* MATERIAL SUPPLIED
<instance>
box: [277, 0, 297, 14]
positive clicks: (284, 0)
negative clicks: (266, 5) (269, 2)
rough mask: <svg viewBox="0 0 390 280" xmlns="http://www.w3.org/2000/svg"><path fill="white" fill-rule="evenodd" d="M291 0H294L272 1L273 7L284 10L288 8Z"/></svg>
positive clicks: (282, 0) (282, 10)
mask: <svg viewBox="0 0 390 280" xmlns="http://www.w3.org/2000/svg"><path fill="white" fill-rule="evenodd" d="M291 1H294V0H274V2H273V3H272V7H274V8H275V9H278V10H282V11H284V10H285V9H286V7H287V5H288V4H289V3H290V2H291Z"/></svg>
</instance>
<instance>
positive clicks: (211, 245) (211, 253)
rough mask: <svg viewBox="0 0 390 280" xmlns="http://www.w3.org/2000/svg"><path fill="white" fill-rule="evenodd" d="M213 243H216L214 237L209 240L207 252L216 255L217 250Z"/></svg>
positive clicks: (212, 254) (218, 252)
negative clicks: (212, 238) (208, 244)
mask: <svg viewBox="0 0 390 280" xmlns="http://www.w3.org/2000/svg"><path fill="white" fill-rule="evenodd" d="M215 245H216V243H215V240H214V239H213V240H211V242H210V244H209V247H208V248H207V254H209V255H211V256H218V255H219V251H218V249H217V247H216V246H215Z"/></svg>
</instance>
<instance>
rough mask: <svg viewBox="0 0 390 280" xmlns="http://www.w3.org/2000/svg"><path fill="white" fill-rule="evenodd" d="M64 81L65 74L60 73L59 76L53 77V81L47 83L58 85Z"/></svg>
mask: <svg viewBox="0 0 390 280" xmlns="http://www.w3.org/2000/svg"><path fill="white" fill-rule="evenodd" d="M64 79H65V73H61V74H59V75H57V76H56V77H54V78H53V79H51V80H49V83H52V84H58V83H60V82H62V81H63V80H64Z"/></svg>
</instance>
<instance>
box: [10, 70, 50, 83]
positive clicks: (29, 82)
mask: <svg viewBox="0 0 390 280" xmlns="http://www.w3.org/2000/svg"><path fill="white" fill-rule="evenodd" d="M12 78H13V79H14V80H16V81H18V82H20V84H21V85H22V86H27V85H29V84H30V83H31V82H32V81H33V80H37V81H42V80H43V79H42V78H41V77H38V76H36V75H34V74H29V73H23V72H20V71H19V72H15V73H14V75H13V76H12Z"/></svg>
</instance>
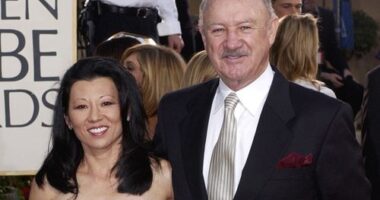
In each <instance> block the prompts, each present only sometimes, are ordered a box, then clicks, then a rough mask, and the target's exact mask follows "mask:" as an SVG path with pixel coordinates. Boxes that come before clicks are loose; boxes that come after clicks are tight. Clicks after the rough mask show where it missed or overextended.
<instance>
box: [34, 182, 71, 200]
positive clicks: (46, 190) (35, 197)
mask: <svg viewBox="0 0 380 200" xmlns="http://www.w3.org/2000/svg"><path fill="white" fill-rule="evenodd" d="M53 199H54V200H61V199H62V200H63V199H65V200H69V199H72V198H68V195H64V194H63V193H61V192H60V191H58V190H57V189H55V188H54V187H52V186H51V185H50V184H49V182H48V181H47V180H46V179H45V180H44V183H43V185H41V186H38V185H37V183H36V180H35V179H33V182H32V185H31V190H30V195H29V200H53Z"/></svg>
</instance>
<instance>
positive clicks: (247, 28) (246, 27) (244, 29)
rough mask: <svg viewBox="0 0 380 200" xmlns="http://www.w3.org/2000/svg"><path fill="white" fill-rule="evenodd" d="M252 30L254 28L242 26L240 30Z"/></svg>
mask: <svg viewBox="0 0 380 200" xmlns="http://www.w3.org/2000/svg"><path fill="white" fill-rule="evenodd" d="M251 29H252V27H250V26H241V27H240V30H242V31H247V30H251Z"/></svg>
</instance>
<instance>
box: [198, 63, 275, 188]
mask: <svg viewBox="0 0 380 200" xmlns="http://www.w3.org/2000/svg"><path fill="white" fill-rule="evenodd" d="M273 75H274V72H273V70H272V68H271V67H270V66H269V65H268V66H267V68H266V70H265V71H264V72H263V74H261V75H260V76H259V77H258V78H257V79H256V80H255V81H253V82H252V83H251V84H249V85H248V86H246V87H244V88H243V89H241V90H239V91H237V92H235V93H236V95H237V96H238V98H239V103H238V104H237V106H236V108H235V111H234V115H235V118H236V121H237V136H236V150H235V172H234V193H236V190H237V187H238V185H239V182H240V178H241V174H242V171H243V168H244V165H245V163H246V161H247V158H248V154H249V151H250V149H251V146H252V142H253V138H254V136H255V133H256V128H257V124H258V122H259V118H260V115H261V111H262V109H263V107H264V103H265V100H266V98H267V96H268V92H269V88H270V86H271V84H272V81H273ZM230 92H233V91H232V90H231V89H230V88H228V86H226V85H225V84H224V83H223V81H222V80H219V86H218V88H217V90H216V94H215V96H214V100H213V102H212V107H211V112H210V118H209V122H208V128H207V136H206V144H205V152H204V158H203V178H204V181H205V183H206V187H207V181H208V172H209V168H210V162H211V155H212V151H213V149H214V146H215V144H216V142H217V140H218V137H219V134H220V130H221V128H222V123H223V116H224V99H225V97H227V95H228V94H229V93H230Z"/></svg>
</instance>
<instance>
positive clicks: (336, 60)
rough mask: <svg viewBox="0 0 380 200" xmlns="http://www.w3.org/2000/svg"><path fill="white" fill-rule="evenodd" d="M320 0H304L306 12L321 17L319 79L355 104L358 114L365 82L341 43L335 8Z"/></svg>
mask: <svg viewBox="0 0 380 200" xmlns="http://www.w3.org/2000/svg"><path fill="white" fill-rule="evenodd" d="M316 1H317V0H303V8H302V12H303V13H310V14H313V15H314V16H315V17H316V18H317V19H318V23H317V24H318V30H319V33H318V34H319V42H320V48H319V56H318V57H319V63H318V64H319V79H320V80H322V81H323V82H325V83H326V84H327V86H329V87H330V88H331V89H332V90H333V91H334V92H335V94H336V96H337V98H338V99H341V100H343V101H345V102H347V103H348V104H350V105H351V108H352V110H353V113H354V116H355V115H356V114H357V113H358V111H359V110H360V107H361V103H362V97H363V86H361V85H360V84H359V83H357V82H356V81H355V80H354V79H353V76H352V73H351V71H350V69H349V66H348V64H347V61H346V59H345V57H344V55H343V54H342V52H341V50H340V49H339V47H338V42H337V36H336V34H335V19H334V15H333V13H332V11H330V10H328V9H325V8H322V7H319V6H318V4H317V2H316Z"/></svg>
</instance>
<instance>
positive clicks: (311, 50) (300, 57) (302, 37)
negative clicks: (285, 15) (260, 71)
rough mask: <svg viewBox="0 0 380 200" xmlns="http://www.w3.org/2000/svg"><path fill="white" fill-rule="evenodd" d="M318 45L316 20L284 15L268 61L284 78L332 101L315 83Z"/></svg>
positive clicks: (271, 49) (317, 65) (296, 15)
mask: <svg viewBox="0 0 380 200" xmlns="http://www.w3.org/2000/svg"><path fill="white" fill-rule="evenodd" d="M318 46H319V40H318V27H317V20H316V19H315V18H314V17H313V15H311V14H304V15H288V16H285V17H284V18H282V19H281V21H280V24H279V27H278V30H277V34H276V38H275V41H274V43H273V45H272V47H271V51H270V54H269V55H270V62H271V64H272V65H273V66H277V68H278V70H279V71H280V72H281V73H282V74H283V75H284V76H285V78H286V79H288V80H290V81H292V82H295V83H297V84H299V85H302V86H304V87H306V88H309V89H312V90H316V91H319V92H322V93H324V94H326V95H328V96H331V97H334V98H335V97H336V96H335V94H334V92H333V91H332V90H331V89H329V88H327V87H325V85H324V83H323V82H321V81H318V80H317V71H318V63H317V54H318Z"/></svg>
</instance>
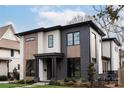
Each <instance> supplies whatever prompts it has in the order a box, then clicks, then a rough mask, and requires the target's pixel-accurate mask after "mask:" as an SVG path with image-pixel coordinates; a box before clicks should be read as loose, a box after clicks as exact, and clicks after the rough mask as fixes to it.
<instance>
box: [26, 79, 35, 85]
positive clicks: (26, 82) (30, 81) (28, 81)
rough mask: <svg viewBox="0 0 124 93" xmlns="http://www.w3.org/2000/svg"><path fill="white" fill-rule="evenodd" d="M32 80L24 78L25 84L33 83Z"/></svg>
mask: <svg viewBox="0 0 124 93" xmlns="http://www.w3.org/2000/svg"><path fill="white" fill-rule="evenodd" d="M33 83H34V80H26V84H33Z"/></svg>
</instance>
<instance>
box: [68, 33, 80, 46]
mask: <svg viewBox="0 0 124 93" xmlns="http://www.w3.org/2000/svg"><path fill="white" fill-rule="evenodd" d="M77 44H80V32H72V33H68V34H67V45H68V46H70V45H77Z"/></svg>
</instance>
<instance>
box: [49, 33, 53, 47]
mask: <svg viewBox="0 0 124 93" xmlns="http://www.w3.org/2000/svg"><path fill="white" fill-rule="evenodd" d="M48 48H53V35H48Z"/></svg>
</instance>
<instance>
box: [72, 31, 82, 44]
mask: <svg viewBox="0 0 124 93" xmlns="http://www.w3.org/2000/svg"><path fill="white" fill-rule="evenodd" d="M75 33H79V44H75V43H73V44H74V45H80V31H76V32H74V33H73V38H74V34H75ZM73 42H74V39H73Z"/></svg>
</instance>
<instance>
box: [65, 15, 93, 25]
mask: <svg viewBox="0 0 124 93" xmlns="http://www.w3.org/2000/svg"><path fill="white" fill-rule="evenodd" d="M88 20H93V17H92V16H90V15H76V16H74V17H73V18H72V19H71V20H70V21H68V22H67V24H74V23H79V22H84V21H88Z"/></svg>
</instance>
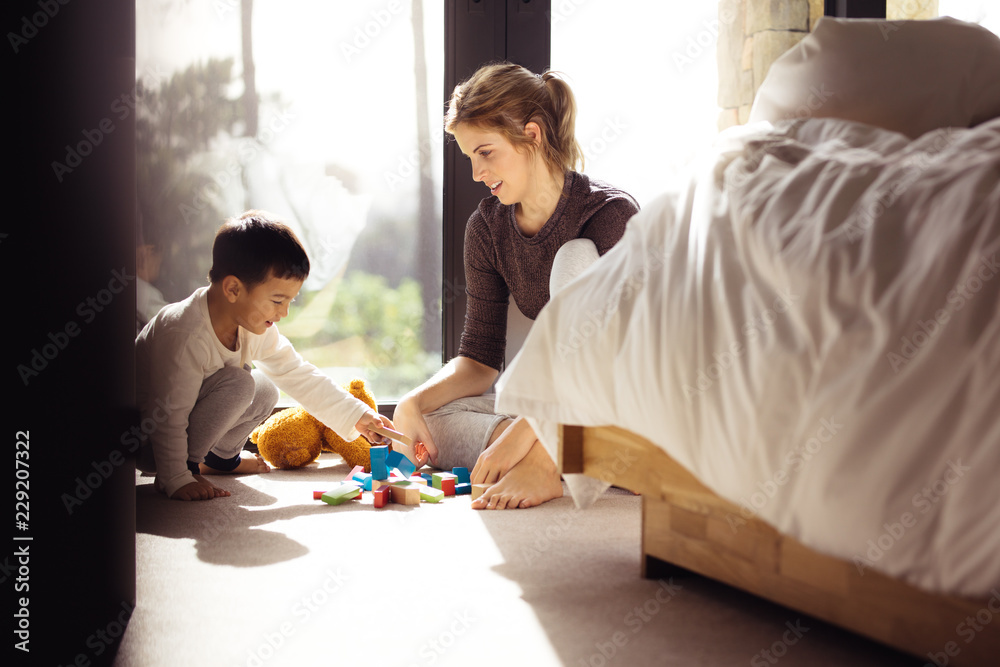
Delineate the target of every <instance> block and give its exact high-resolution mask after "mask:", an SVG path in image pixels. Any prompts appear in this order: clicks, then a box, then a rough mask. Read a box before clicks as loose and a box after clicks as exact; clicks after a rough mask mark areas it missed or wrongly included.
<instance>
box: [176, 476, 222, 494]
mask: <svg viewBox="0 0 1000 667" xmlns="http://www.w3.org/2000/svg"><path fill="white" fill-rule="evenodd" d="M230 495H232V494H231V493H229V491H226V490H225V489H220V488H219V487H217V486H215V485H214V484H212V483H211V482H209V481H208V480H207V479H205V478H204V477H202V476H201V475H195V476H194V481H193V482H191V483H189V484H185V485H184V486H182V487H181V488H179V489H177V490H176V491H174V492H173V494H171V496H170V498H171V500H211V499H212V498H225V497H227V496H230Z"/></svg>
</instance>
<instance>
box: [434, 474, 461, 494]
mask: <svg viewBox="0 0 1000 667" xmlns="http://www.w3.org/2000/svg"><path fill="white" fill-rule="evenodd" d="M445 480H451V488H452V491H454V490H455V474H454V473H450V472H436V473H433V474H432V475H431V485H432V486H433V487H434V488H435V489H440V488H443V484H444V482H445Z"/></svg>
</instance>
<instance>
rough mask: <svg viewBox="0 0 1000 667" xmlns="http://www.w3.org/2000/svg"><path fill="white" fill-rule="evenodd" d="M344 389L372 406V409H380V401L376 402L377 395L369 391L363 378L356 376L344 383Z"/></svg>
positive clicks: (359, 398) (367, 403)
mask: <svg viewBox="0 0 1000 667" xmlns="http://www.w3.org/2000/svg"><path fill="white" fill-rule="evenodd" d="M344 389H346V390H347V391H349V392H350V393H351V395H352V396H354V397H355V398H357V399H358V400H359V401H362V402H363V403H365V405H367V406H368V407H370V408H371V409H372V410H378V403H376V402H375V396H373V395H372V393H371V392H370V391H368V388H367V387H365V381H364V380H362V379H361V378H354V379H353V380H351V381H350V382H348V383H347V384H346V385H344Z"/></svg>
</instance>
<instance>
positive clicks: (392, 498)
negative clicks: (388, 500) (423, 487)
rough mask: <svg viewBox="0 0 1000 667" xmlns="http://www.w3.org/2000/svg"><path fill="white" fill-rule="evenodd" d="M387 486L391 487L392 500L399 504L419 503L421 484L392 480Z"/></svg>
mask: <svg viewBox="0 0 1000 667" xmlns="http://www.w3.org/2000/svg"><path fill="white" fill-rule="evenodd" d="M389 488H390V489H392V502H394V503H398V504H400V505H419V504H420V489H421V488H423V487H422V486H421V485H419V484H414V483H413V482H393V483H392V484H391V485H390V486H389Z"/></svg>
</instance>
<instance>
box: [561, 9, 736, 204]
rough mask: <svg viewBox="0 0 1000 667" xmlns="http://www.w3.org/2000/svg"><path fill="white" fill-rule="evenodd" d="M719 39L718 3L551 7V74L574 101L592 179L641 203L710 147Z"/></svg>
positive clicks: (714, 104) (580, 139) (660, 190)
mask: <svg viewBox="0 0 1000 667" xmlns="http://www.w3.org/2000/svg"><path fill="white" fill-rule="evenodd" d="M718 34H719V8H718V6H717V3H716V2H707V3H701V2H690V3H684V2H662V3H655V2H653V3H651V2H646V1H644V0H617V1H616V2H615V3H614V7H613V11H612V9H611V7H610V5H609V3H606V2H598V1H590V2H564V3H556V2H553V3H552V69H555V70H559V71H561V72H564V73H565V74H566V76H567V78H568V81H569V83H570V85H571V86H572V87H573V92H574V93H575V95H576V99H577V104H578V107H579V110H578V117H577V138H578V139H579V141H580V144H581V145H582V147H583V150H584V155H585V157H586V168H585V171H586V172H587V173H588V175H590V176H591V177H593V178H598V179H601V180H604V181H607V182H609V183H611V184H612V185H615V186H617V187H620V188H622V189H624V190H626V191H627V192H629V193H631V194H632V196H634V197H635V198H636V199H637V200H638V201H639V205H640V206H644V205H646V204H648V203H649V202H650V201H651V200H652V199H653V198H655V197H656V196H657V195H659V194H660V193H662V192H664V191H665V190H666V189H667V185H668V183H669V182H670V180H671V179H672V178H673V177H674V176H675V175H676V174H677V173H679V172H680V171H681V170H682V169H683V167H684V166H685V165H686V164H688V163H689V162H690V160H691V158H692V157H693V156H694V155H695V154H696V153H697V152H698V151H701V150H703V149H704V148H705V147H706V146H708V145H710V143H711V142H712V140H713V139H714V137H715V135H716V134H717V126H718V117H719V109H718V103H717V100H718V71H717V65H716V55H715V54H716V43H717V41H718Z"/></svg>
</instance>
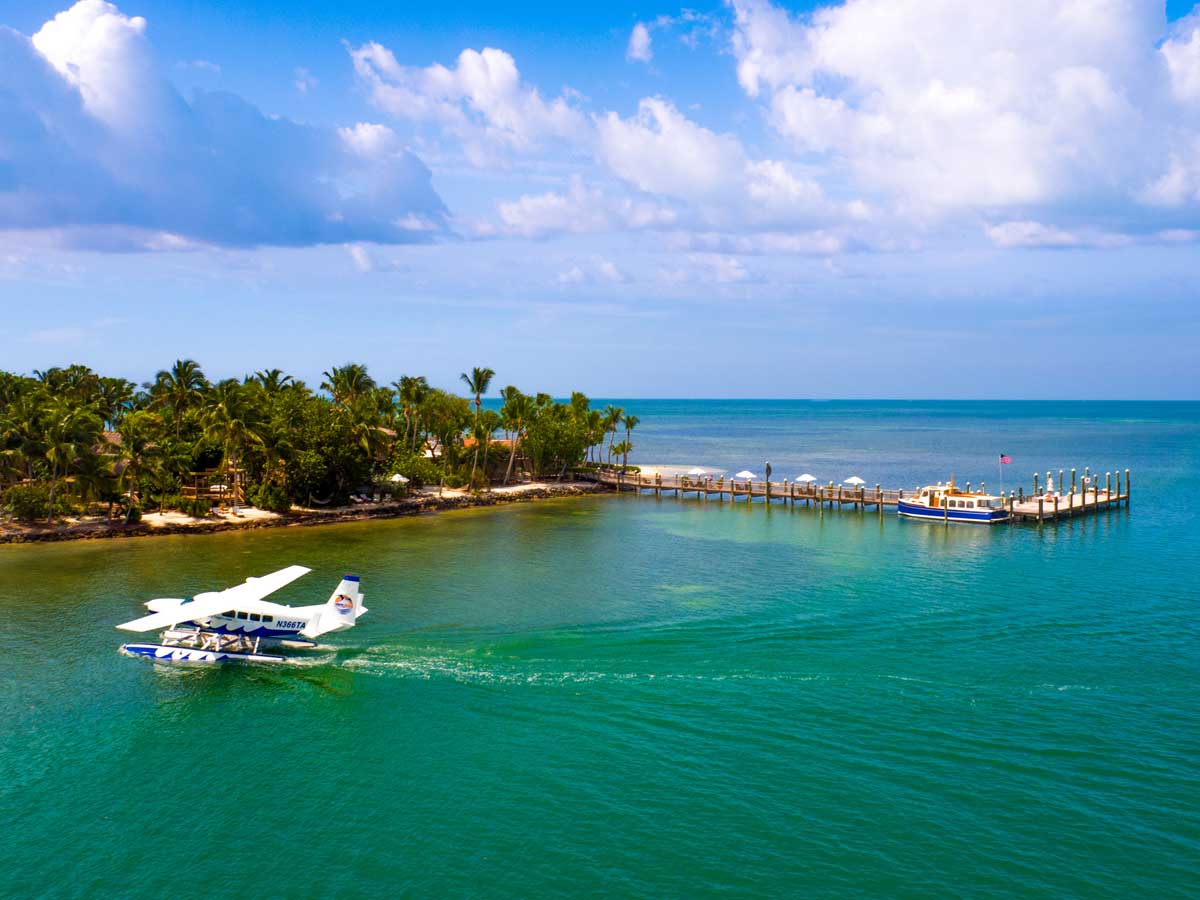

* WORK ITEM
Using the records above, set down exactly the lines from the one with "positive clicks: (284, 0)" through the one with "positive clicks: (212, 254) (218, 252)", inclusive, and nothing more.

* PROBLEM SOLUTION
positive clicks: (284, 0)
negative clicks: (266, 5) (269, 2)
rough mask: <svg viewBox="0 0 390 280" xmlns="http://www.w3.org/2000/svg"><path fill="white" fill-rule="evenodd" d="M291 0H294L272 1L273 7L284 10L288 8Z"/></svg>
positive clicks: (282, 0) (282, 10)
mask: <svg viewBox="0 0 390 280" xmlns="http://www.w3.org/2000/svg"><path fill="white" fill-rule="evenodd" d="M291 1H294V0H274V2H273V3H272V7H274V8H275V9H278V10H282V11H284V10H285V9H286V7H287V5H288V4H289V3H290V2H291Z"/></svg>
</instance>
<instance>
positive clicks: (211, 245) (211, 253)
rough mask: <svg viewBox="0 0 390 280" xmlns="http://www.w3.org/2000/svg"><path fill="white" fill-rule="evenodd" d="M213 243H216L214 237L209 240L207 252L216 255L217 250Z"/></svg>
positive clicks: (212, 254) (218, 252)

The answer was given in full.